Referring expression grounding data:
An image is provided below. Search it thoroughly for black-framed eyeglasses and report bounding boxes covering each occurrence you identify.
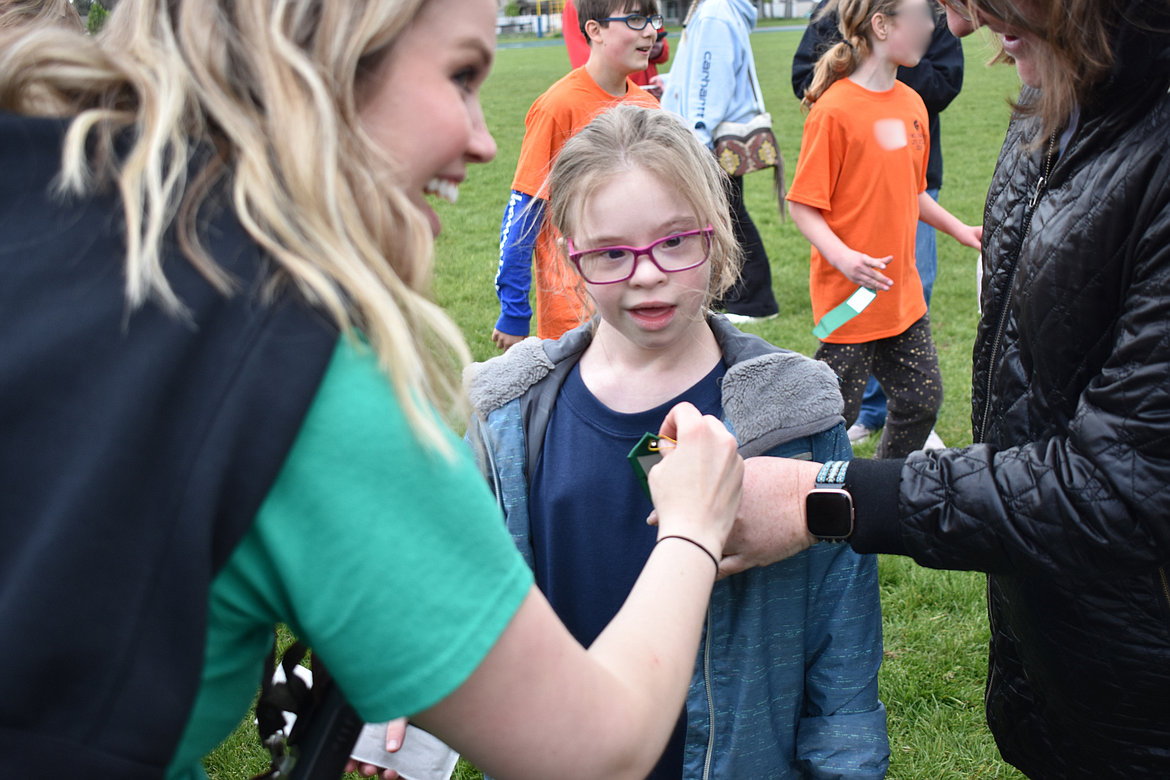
[600,13,665,31]
[567,227,714,285]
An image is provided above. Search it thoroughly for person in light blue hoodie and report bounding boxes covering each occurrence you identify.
[466,104,888,780]
[661,0,780,323]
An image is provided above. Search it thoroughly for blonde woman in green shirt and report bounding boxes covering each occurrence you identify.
[0,0,744,778]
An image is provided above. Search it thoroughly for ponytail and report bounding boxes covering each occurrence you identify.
[801,37,865,110]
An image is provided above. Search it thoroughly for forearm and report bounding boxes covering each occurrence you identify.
[495,192,543,336]
[789,201,851,266]
[842,457,908,557]
[416,551,715,780]
[917,192,967,239]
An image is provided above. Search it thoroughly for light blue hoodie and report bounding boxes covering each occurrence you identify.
[662,0,765,148]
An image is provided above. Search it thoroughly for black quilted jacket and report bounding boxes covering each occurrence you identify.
[848,6,1170,777]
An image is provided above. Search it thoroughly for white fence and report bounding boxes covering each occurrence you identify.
[496,14,563,36]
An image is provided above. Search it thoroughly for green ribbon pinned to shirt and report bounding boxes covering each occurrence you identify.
[812,286,877,340]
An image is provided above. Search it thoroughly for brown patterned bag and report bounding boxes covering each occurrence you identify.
[713,113,780,176]
[709,38,787,221]
[713,114,787,221]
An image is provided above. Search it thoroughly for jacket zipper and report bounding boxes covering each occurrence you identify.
[977,133,1058,443]
[983,576,998,712]
[478,418,506,515]
[701,605,715,780]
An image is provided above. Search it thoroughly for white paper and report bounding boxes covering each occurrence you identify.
[349,723,460,780]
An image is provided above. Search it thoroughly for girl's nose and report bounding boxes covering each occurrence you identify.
[629,252,668,286]
[467,101,497,164]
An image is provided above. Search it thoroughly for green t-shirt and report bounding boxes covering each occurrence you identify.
[166,337,533,779]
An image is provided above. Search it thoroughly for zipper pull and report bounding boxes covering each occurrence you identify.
[1029,175,1047,210]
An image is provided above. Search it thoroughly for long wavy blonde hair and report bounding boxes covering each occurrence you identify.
[0,0,83,31]
[0,0,471,453]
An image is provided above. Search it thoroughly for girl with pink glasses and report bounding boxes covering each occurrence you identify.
[466,104,889,780]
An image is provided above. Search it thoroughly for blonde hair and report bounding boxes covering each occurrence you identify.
[0,0,470,453]
[546,104,740,309]
[0,0,83,32]
[801,0,906,110]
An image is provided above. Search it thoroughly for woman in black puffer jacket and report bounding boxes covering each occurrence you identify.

_WORK ITEM_:
The requested lines run from the one with "for green ribbon" through the last line of the records. Return them exactly.

_ANSWER_:
An image is provided above. Search it thoroughly for green ribbon pinned to shirt and report bounding boxes covering each occurrence you identify.
[812,286,877,340]
An image is provided above. Search it thoroughly for brown patterned bag and report bounding boxes covering each occurrence you identify.
[713,113,780,176]
[709,38,787,221]
[713,114,787,221]
An image is provided above. Search it thoroughly for jacket zipper and report bounding boxes covering each occurrence you identify.
[977,133,1058,443]
[983,576,998,712]
[478,418,506,515]
[701,605,715,780]
An image is provided above. Search it thoroughly for white paper and report bounding boxes covering each occurrence you identify.
[349,723,460,780]
An image is provided above. Search it thoroughly for girl's nose and report bounding boxes covering each occurrence you identify.
[629,252,668,286]
[467,101,497,164]
An image is provided above. Search it thoroughly for green t-shirt and report bounding boxes covering each occurrence you identify.
[166,337,533,779]
An image is provided above. Search it thoroughly for zipper pull and report bounding boxes covering each occurrence you identify.
[1029,175,1047,210]
An image is provided above. Search it thoroughly for long wavy blonde hair and report bounding boxes covering each occurrence you identify.
[0,0,83,31]
[0,0,471,453]
An image is provided above. Search it thoroughly for girl with pink glasses and report bounding boxes covering each occurrence you identify.
[466,104,889,780]
An image is provided above. Search it thoroughly for blonde hair and report bounding boxes covering each occurrence you identify.
[0,0,470,453]
[546,104,740,309]
[0,0,83,32]
[801,0,906,110]
An image is provided above. Search it thoroughly for woman in black puffer jacket and report bounding boxes covering each occurrence you identify.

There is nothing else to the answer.